§ Description of the task
Render every line of the listing below as a Markdown table with two columns, Row and Listing line, numbering the rows in order and leaving out blank lines. Leave the pictures out of the answer.

Region annotation entries

=======

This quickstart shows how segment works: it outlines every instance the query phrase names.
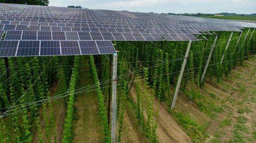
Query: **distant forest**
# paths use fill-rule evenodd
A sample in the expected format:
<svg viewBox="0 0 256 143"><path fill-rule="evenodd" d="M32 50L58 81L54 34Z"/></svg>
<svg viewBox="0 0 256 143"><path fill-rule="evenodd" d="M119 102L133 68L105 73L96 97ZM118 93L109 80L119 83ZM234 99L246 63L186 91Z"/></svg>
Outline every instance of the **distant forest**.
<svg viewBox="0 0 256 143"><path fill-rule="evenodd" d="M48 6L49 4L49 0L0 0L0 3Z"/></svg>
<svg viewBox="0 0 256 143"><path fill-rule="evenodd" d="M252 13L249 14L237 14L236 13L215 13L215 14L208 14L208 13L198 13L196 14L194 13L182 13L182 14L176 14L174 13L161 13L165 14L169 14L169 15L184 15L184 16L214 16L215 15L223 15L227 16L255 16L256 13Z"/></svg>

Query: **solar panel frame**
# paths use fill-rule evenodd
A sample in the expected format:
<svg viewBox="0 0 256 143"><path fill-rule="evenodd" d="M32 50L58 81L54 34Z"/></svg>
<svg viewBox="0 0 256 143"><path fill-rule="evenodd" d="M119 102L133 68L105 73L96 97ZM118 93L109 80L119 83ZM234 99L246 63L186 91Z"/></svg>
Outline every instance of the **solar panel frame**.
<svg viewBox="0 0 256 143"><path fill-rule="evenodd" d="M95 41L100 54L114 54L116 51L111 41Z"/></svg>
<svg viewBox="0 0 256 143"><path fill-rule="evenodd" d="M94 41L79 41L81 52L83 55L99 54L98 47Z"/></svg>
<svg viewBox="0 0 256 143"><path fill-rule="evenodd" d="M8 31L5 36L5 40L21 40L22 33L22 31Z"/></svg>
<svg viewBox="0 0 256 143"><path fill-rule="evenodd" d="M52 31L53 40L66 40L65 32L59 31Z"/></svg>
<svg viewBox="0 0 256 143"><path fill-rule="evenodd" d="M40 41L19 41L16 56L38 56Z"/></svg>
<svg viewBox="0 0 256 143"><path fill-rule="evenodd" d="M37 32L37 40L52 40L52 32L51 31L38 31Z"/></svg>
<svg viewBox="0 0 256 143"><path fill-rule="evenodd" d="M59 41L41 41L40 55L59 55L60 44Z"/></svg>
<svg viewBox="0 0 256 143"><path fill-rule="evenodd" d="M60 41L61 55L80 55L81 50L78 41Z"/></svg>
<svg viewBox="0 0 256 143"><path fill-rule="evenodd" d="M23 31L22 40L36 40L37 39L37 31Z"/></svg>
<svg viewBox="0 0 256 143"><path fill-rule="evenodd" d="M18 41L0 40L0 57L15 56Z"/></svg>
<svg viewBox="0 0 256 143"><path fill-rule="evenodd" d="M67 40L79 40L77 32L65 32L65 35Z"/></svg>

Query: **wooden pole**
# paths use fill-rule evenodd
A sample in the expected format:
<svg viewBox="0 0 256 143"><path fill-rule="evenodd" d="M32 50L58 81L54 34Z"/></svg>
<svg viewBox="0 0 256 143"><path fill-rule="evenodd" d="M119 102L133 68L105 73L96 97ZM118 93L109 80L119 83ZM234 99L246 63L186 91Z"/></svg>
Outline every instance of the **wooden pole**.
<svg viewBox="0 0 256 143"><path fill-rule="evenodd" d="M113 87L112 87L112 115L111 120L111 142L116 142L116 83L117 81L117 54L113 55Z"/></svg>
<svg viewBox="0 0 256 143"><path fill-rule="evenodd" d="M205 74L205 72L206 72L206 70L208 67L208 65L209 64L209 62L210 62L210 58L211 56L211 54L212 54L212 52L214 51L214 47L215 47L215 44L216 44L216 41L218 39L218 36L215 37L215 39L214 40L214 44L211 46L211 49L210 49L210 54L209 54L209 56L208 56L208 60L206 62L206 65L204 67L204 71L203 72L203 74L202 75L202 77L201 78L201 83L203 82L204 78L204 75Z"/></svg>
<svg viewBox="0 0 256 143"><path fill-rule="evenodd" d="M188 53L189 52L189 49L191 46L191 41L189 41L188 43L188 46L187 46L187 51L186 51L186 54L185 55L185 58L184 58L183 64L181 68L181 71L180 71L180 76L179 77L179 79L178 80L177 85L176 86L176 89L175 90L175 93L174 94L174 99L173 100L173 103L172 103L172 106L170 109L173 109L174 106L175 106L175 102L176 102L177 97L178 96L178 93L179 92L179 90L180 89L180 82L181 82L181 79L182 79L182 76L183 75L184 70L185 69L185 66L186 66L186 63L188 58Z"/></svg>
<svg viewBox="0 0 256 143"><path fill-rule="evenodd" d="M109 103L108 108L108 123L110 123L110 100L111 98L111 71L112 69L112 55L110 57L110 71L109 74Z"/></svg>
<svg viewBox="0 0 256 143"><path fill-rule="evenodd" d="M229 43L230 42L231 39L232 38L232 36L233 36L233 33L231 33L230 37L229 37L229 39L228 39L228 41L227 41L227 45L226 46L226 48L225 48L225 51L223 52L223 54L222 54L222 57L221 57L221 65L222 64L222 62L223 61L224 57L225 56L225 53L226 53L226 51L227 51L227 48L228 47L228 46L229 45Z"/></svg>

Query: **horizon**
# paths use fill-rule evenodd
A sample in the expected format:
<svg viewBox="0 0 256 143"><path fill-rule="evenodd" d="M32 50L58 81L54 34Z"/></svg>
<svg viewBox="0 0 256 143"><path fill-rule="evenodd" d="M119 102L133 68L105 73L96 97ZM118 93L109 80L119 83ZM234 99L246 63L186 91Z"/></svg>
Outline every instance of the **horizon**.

=======

§ Correct output
| Row | Listing line |
|---|---|
| 1 | This quickstart shows how segment works: it outlines every instance the query phrase names. |
| 2 | Query: **distant forest** |
| 3 | # paths use fill-rule evenodd |
| 4 | A sample in the expected format: |
| 5 | <svg viewBox="0 0 256 143"><path fill-rule="evenodd" d="M32 50L58 81L54 34Z"/></svg> |
| 6 | <svg viewBox="0 0 256 143"><path fill-rule="evenodd" d="M119 102L133 68L105 73L96 97ZM118 93L109 80L119 83ZM234 99L246 63L186 91Z"/></svg> |
| 7 | Outline every instance of the **distant forest**. |
| 8 | <svg viewBox="0 0 256 143"><path fill-rule="evenodd" d="M48 6L49 4L49 0L0 0L0 3Z"/></svg> |
| 9 | <svg viewBox="0 0 256 143"><path fill-rule="evenodd" d="M252 13L249 14L237 14L236 13L215 13L215 14L208 14L208 13L198 13L196 14L194 13L182 13L182 14L176 14L174 13L161 13L165 14L169 14L169 15L184 15L184 16L214 16L215 15L223 15L227 16L255 16L256 13Z"/></svg> |
| 10 | Query: **solar panel frame** |
| 11 | # paths use fill-rule evenodd |
| 12 | A sample in the expected format: |
| 13 | <svg viewBox="0 0 256 143"><path fill-rule="evenodd" d="M32 50L58 81L54 34Z"/></svg> |
| 14 | <svg viewBox="0 0 256 143"><path fill-rule="evenodd" d="M119 102L133 68L105 73L96 97ZM118 93L109 80L119 83ZM234 99L246 63L186 91Z"/></svg> |
| 15 | Outline every instance of the **solar panel frame**. |
| 16 | <svg viewBox="0 0 256 143"><path fill-rule="evenodd" d="M95 41L100 54L114 54L116 51L111 41Z"/></svg> |
| 17 | <svg viewBox="0 0 256 143"><path fill-rule="evenodd" d="M94 41L79 41L81 52L83 55L99 54L98 47Z"/></svg> |
| 18 | <svg viewBox="0 0 256 143"><path fill-rule="evenodd" d="M8 31L5 36L5 40L21 40L22 33L22 31Z"/></svg> |
| 19 | <svg viewBox="0 0 256 143"><path fill-rule="evenodd" d="M52 31L53 40L66 40L65 32L59 31Z"/></svg> |
| 20 | <svg viewBox="0 0 256 143"><path fill-rule="evenodd" d="M40 41L19 41L16 56L38 56Z"/></svg> |
| 21 | <svg viewBox="0 0 256 143"><path fill-rule="evenodd" d="M37 32L37 40L52 40L52 32L51 31L38 31Z"/></svg> |
| 22 | <svg viewBox="0 0 256 143"><path fill-rule="evenodd" d="M59 41L41 41L40 55L59 55L60 44Z"/></svg> |
| 23 | <svg viewBox="0 0 256 143"><path fill-rule="evenodd" d="M60 41L61 55L80 55L81 50L78 41Z"/></svg> |
| 24 | <svg viewBox="0 0 256 143"><path fill-rule="evenodd" d="M23 31L22 40L36 40L37 39L37 31Z"/></svg> |
| 25 | <svg viewBox="0 0 256 143"><path fill-rule="evenodd" d="M18 41L0 40L0 57L15 56Z"/></svg> |
| 26 | <svg viewBox="0 0 256 143"><path fill-rule="evenodd" d="M67 40L79 40L77 32L65 32L65 35Z"/></svg> |
| 27 | Query: **wooden pole** |
| 28 | # paths use fill-rule evenodd |
| 29 | A sample in the expected format: |
| 30 | <svg viewBox="0 0 256 143"><path fill-rule="evenodd" d="M32 50L58 81L54 34Z"/></svg> |
| 31 | <svg viewBox="0 0 256 143"><path fill-rule="evenodd" d="M119 102L133 68L105 73L96 97ZM118 93L109 80L119 83ZM234 99L246 63L186 91Z"/></svg> |
| 32 | Outline every instance of the **wooden pole**. |
| 33 | <svg viewBox="0 0 256 143"><path fill-rule="evenodd" d="M113 87L112 87L112 115L111 120L111 142L116 142L116 83L117 81L117 54L113 55Z"/></svg> |
| 34 | <svg viewBox="0 0 256 143"><path fill-rule="evenodd" d="M205 74L205 72L206 72L206 70L208 67L208 65L209 64L209 62L210 62L210 58L211 56L211 54L212 54L212 52L214 51L214 47L215 47L215 44L216 44L216 41L218 39L218 36L215 37L215 39L214 40L214 44L211 46L211 49L210 49L210 54L209 54L209 56L208 56L208 60L206 62L206 65L204 67L204 71L203 72L203 74L202 75L202 77L201 78L201 83L203 82L204 78L204 75Z"/></svg> |
| 35 | <svg viewBox="0 0 256 143"><path fill-rule="evenodd" d="M188 53L189 52L189 49L191 46L191 41L189 41L188 43L188 46L187 46L187 51L186 51L186 54L185 55L185 58L184 58L183 64L181 68L181 71L180 71L180 76L179 77L179 79L178 80L177 85L176 86L176 89L175 90L175 93L174 94L174 99L173 100L173 103L172 103L172 106L170 109L173 109L174 106L175 106L175 102L176 102L177 97L178 96L178 93L179 92L179 90L180 89L180 82L181 82L181 79L182 79L182 76L183 75L184 70L185 69L185 66L186 66L186 63L188 58Z"/></svg> |
| 36 | <svg viewBox="0 0 256 143"><path fill-rule="evenodd" d="M109 103L108 108L108 123L110 123L110 100L111 98L111 71L112 69L112 55L110 57L110 71L109 74Z"/></svg> |
| 37 | <svg viewBox="0 0 256 143"><path fill-rule="evenodd" d="M229 43L230 42L231 39L232 38L232 36L233 36L233 33L231 33L230 37L229 37L229 39L228 39L228 41L227 41L227 45L226 46L226 48L225 48L225 51L223 52L223 54L222 54L222 57L221 57L221 65L222 64L222 62L223 61L224 57L225 56L225 53L226 53L226 51L227 51L227 48L228 47L228 46L229 45Z"/></svg> |
| 38 | Query: **horizon** |
| 39 | # paths use fill-rule evenodd |
| 40 | A sample in the expected format: |
| 41 | <svg viewBox="0 0 256 143"><path fill-rule="evenodd" d="M32 50L58 81L54 34Z"/></svg> |
| 42 | <svg viewBox="0 0 256 143"><path fill-rule="evenodd" d="M119 102L133 68L105 73L96 97ZM118 93L109 80L119 83ZM234 99L246 63L186 91Z"/></svg> |
| 43 | Outline every instance of the **horizon**. |